- Opening Delimiter -
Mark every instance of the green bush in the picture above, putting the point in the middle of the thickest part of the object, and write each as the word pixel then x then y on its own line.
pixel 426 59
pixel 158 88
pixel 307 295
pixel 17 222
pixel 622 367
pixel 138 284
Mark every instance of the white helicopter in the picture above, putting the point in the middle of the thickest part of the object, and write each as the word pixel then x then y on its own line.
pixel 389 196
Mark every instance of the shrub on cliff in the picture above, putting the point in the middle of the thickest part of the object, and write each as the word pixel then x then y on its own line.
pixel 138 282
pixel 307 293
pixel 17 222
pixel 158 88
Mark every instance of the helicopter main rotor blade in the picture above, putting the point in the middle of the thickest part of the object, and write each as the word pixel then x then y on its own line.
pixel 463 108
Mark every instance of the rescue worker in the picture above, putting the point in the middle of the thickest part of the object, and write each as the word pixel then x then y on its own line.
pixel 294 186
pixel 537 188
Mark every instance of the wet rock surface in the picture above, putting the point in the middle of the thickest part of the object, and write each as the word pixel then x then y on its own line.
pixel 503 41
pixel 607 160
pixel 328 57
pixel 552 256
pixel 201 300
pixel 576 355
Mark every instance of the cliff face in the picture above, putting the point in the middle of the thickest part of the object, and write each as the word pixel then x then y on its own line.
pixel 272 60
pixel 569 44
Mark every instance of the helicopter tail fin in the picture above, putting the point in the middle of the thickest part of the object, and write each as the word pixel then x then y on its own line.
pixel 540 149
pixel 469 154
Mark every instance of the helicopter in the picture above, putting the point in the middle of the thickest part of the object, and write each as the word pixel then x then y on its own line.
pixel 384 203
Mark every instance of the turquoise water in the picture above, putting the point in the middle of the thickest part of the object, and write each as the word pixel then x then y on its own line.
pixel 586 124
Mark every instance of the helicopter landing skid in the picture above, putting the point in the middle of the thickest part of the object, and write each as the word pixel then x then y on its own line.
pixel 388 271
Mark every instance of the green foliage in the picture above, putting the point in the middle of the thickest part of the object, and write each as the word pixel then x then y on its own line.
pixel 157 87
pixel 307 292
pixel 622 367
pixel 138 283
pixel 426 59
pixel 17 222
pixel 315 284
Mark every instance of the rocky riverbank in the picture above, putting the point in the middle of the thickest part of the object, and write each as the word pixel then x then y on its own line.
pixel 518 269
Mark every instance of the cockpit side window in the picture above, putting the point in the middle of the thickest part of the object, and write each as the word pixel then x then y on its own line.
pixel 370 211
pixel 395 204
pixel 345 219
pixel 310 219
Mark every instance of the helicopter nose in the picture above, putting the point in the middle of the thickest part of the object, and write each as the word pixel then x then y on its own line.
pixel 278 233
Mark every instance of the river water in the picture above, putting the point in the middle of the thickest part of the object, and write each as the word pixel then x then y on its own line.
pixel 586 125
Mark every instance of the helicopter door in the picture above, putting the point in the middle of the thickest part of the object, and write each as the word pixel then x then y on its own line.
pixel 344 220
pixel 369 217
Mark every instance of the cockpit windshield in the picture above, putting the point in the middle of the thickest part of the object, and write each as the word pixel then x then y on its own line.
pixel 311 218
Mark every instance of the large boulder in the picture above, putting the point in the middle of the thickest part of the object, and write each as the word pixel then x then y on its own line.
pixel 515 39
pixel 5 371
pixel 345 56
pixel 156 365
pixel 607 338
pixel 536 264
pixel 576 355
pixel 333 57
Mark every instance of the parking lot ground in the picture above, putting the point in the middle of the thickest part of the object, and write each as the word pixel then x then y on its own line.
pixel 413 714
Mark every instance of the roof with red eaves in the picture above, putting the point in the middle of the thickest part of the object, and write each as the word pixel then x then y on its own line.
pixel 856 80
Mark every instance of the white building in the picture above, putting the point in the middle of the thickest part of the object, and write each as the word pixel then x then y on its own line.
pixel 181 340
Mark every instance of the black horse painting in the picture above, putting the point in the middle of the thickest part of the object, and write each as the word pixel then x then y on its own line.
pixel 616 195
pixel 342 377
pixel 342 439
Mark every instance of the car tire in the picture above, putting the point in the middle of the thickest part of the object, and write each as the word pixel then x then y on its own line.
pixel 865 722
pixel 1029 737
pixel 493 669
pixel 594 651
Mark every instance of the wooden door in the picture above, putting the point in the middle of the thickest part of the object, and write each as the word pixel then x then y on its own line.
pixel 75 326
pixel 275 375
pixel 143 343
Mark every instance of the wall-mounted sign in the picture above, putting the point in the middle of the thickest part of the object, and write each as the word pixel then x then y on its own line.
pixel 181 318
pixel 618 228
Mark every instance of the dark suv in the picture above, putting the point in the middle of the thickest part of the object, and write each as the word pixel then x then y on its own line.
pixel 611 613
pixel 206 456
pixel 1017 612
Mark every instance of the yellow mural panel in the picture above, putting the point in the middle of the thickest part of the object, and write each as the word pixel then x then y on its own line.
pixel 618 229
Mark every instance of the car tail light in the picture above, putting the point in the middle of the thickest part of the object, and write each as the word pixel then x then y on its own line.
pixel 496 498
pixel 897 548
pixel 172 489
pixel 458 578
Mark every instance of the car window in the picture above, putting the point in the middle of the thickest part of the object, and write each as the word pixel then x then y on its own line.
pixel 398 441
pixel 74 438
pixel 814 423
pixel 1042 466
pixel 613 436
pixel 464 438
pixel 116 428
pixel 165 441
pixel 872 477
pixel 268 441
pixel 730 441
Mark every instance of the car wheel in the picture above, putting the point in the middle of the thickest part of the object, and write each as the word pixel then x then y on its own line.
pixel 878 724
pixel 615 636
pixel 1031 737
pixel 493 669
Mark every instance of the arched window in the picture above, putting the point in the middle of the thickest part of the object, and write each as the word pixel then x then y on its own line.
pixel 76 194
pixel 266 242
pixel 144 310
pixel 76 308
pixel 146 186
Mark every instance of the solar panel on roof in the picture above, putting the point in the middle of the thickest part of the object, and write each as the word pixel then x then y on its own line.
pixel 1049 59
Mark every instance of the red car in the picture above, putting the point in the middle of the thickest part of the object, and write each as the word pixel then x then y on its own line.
- Closing Delimiter -
= ABOUT THIS EXERCISE =
Repeat the material in full, exactly as it reads.

= RESPONSE TO THE EXERCISE =
Mark every instance of the green bush in the picture above, putting the point in the middle of the thickest part of the object, and write each as the word pixel then x then y on its own line.
pixel 426 59
pixel 158 88
pixel 307 295
pixel 17 222
pixel 622 367
pixel 138 284
Mark every instance of the white helicopter in the picture above, putting the point in the middle of the thickest part of the object, and write each as the word pixel then x then y on its own line.
pixel 389 196
Mark every instance of the shrub on cliff in the picture above, putting the point in the middle of the thickest part of the object, and write each as the word pixel then x then y on its own line.
pixel 138 282
pixel 307 293
pixel 17 222
pixel 158 88
Mark every instance of the helicopter main rotor blade in the picture above, putting the point in the middle of the thickest part of the object, and write each as the word pixel then x then y on its own line.
pixel 463 108
Mark every instance of the rescue worker in the picture above, putting the point in the middle of the thickest part of the object, and write each as the word pixel then x then y on its own line.
pixel 294 186
pixel 537 188
Mark every instance of the wet rock surface in the picture above, putting the point in the middle of the thickest part of the object, and write each as the word pixel then x then y on its own line.
pixel 503 41
pixel 607 160
pixel 328 57
pixel 552 256
pixel 201 300
pixel 576 355
Mark every instance of the cliff face in the picture above, putting the point in the middle of the thickest part of the object, and write each as the word pixel then x then y on its own line.
pixel 272 60
pixel 569 44
Mark every instance of the helicopter tail fin in the picture above, putting the point in the middle of the thickest part of the object, and write each as the word pixel then x then y on its own line.
pixel 540 149
pixel 469 154
Mark every instance of the helicopter in the picture above, putting the point in the middle of the thickest part of the object, and write each as the word pixel then x then y on its own line.
pixel 384 203
Mark every instance of the turquoise water in the picture above, putting the point in the middle of the thickest part of the object, and write each as the word pixel then x then y on its own line.
pixel 586 124
Mark every instance of the helicopter landing skid in the picture above, putting the point in the middle of the thickest part of the object, and write each as the word pixel then x then y on its own line.
pixel 388 271
Mark every instance of the green foliage in the picture above, putting the point in the middle of the thickest part of the object, and write each as the word pixel then x then y on its own line.
pixel 157 87
pixel 307 292
pixel 622 367
pixel 138 283
pixel 426 59
pixel 17 222
pixel 315 284
Mark every instance of the rocky riverbank in the picture above, putting the point in the middle of the thickest part of the object, and write each as the word pixel then x then y on its own line.
pixel 518 269
Mark every instance of the cockpit side window in the picture above, putting the point in the middle of the thickest part of the object, and write each as the word pixel then x then y on its own line.
pixel 370 211
pixel 395 204
pixel 345 219
pixel 310 219
Mark every instance of the helicopter nose in the picture above, putting the point in the middle of the thickest part of the object, and write each as the word pixel then x then y on its own line.
pixel 278 233
Mark every instance of the river water in the picture above, putting the point in the middle of the thickest part of the object, and write each as the word pixel then x then y on its own line.
pixel 586 125
Mark every instance of the helicopter door in the picture above, putting the point in the middle of the thickest part of the object, and write each as the word pixel then x then y on its own line.
pixel 344 220
pixel 369 217
Mark every instance of the cockpit windshield in the picture above, putting the point in the middle of the thickest part of the object, and write each as the word pixel then x then y on its own line.
pixel 311 218
Mark every instance of the large boulder in the picture above, putting the point in the middle of the thickest part of the object, and write each as the word pixel then x then y on its own line.
pixel 515 39
pixel 5 371
pixel 345 56
pixel 156 365
pixel 607 338
pixel 536 264
pixel 576 355
pixel 333 57
Mark every instance of the parking lot ground in the picture above, putting the point in the middle of the thickest part of the object, and write each as the word pixel then x then y on its own line.
pixel 413 714
Mark every instance of the roof with red eaves in the picture above, putting the point in the middle of the thickest part of the object, and write each as the word pixel then x then y on its own line.
pixel 856 80
Mark every instance of the white building in the picture above, putting the point in the middle of the thickest part of the object, and write each as the word pixel then x then y on its own line.
pixel 181 340
Mark every instance of the black horse painting in the picture above, putting the point in the middle of the thickest part of the object, and write each as the word pixel then x then y on its own line.
pixel 616 195
pixel 342 377
pixel 342 439
Mark every instance of the car tire in the picture above, putting the point in the middle of the thickest part of the object, and write each as the word pixel then x then y on its own line.
pixel 865 722
pixel 1029 737
pixel 493 669
pixel 594 651
Mark every instance of the wooden door in the picture above, putting the point in the middle of the thickest part of the object, and write each as the word pixel then x then y on its own line.
pixel 75 326
pixel 275 375
pixel 143 343
Mark every instance of the wall-mounted sign in the picture above, putting the point in the middle of the thickest part of the object, and write each as the word pixel then x then y on its own line.
pixel 181 318
pixel 618 228
Mark every instance of the dark suv in the picture above, putting the point in the middle of the thickest part of the object, and write each as the word pixel then x then y on its own line.
pixel 611 613
pixel 206 456
pixel 1017 612
Mark every instance of the yellow mural panel in the picture above, putting the point in the middle of the thickest part of the object, and write each as the word pixel then x then y on its own line.
pixel 618 229
Mark every instance of the car tail light in the picture above, putting the point in the middle of the thickest part of the object, and write each as the word pixel then x then y on its own line.
pixel 496 498
pixel 897 548
pixel 172 489
pixel 458 578
Mark every instance of the car window in the picture above, putting the point in the middle of the thickest part of the object, and write each as the word pixel then x then y on its own line.
pixel 398 441
pixel 74 438
pixel 814 423
pixel 1042 466
pixel 613 436
pixel 464 438
pixel 116 428
pixel 165 441
pixel 872 477
pixel 268 441
pixel 730 441
Mark every instance of the car wheel in the picture above, putting the point in the middle of the thickest part of the object, and write each as the word pixel then x then y on its own line.
pixel 878 724
pixel 615 636
pixel 1031 737
pixel 493 669
Mark every instance of the arched window in the picture above, putting the point in the middle of the thickest part of the object, and write each as the word pixel then x then y on its own line.
pixel 76 194
pixel 266 242
pixel 144 310
pixel 76 308
pixel 146 186
Mark every instance of the solar panel on roof in the picture above, putting the point in the middle of the thickest part of the object, and write each as the word pixel then x then y on its own line.
pixel 1049 59
Mark every instance of the red car in the picture above, putting the point in the middle of the thickest part of the object, and write each as the word pixel then x then y on its own line.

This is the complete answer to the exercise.